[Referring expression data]
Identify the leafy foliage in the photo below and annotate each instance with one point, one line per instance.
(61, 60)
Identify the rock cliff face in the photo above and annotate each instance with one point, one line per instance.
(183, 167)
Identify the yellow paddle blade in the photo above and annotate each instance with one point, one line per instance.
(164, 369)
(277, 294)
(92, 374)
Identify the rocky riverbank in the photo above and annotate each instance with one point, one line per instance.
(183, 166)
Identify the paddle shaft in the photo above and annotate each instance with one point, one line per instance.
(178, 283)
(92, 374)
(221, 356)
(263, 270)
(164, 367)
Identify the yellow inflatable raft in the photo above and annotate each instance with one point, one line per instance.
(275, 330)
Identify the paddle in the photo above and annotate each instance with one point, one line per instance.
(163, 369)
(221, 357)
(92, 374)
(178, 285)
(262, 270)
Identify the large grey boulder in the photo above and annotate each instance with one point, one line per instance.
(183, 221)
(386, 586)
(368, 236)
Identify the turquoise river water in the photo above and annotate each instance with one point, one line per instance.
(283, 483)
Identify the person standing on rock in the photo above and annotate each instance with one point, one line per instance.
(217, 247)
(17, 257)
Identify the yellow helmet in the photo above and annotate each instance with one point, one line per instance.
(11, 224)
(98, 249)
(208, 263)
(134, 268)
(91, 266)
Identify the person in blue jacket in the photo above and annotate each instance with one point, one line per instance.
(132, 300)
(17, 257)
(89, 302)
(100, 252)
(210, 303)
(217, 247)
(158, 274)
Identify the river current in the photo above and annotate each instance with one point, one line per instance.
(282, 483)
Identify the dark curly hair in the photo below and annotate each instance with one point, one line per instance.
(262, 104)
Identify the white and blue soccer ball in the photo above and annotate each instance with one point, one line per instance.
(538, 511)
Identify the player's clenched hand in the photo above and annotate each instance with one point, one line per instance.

- TASK REQUIREMENTS:
Return the line that contains "Identify the person standing", along with every line after it in the data above, exactly and with nothing else.

- SOLUTION TO THE PROBLEM:
Identify the person standing on rock in the photo above and annotate each instance with one point, one line per instance.
(217, 247)
(17, 257)
Identify the yellow helmet in the photo above and annotate each instance with one point, one line per instance.
(11, 224)
(98, 249)
(208, 263)
(134, 268)
(91, 266)
Identify the person in blue jacket in the photo above and annotate each instance with one point, one line per instance.
(132, 300)
(17, 257)
(89, 302)
(100, 252)
(210, 303)
(217, 247)
(158, 274)
Identify the river current in the photo above and annotate each instance with one point, one line per instance.
(282, 483)
Identify the dark curly hair in the photo below and annotate each instance with one point, one line per instance.
(262, 104)
Identify the white and blue soccer ball in the photo above and annotate each instance with one point, one line per instance.
(538, 511)
Identify the player's clenched hand in the photo above and annotate each instance with one point, one line per instance.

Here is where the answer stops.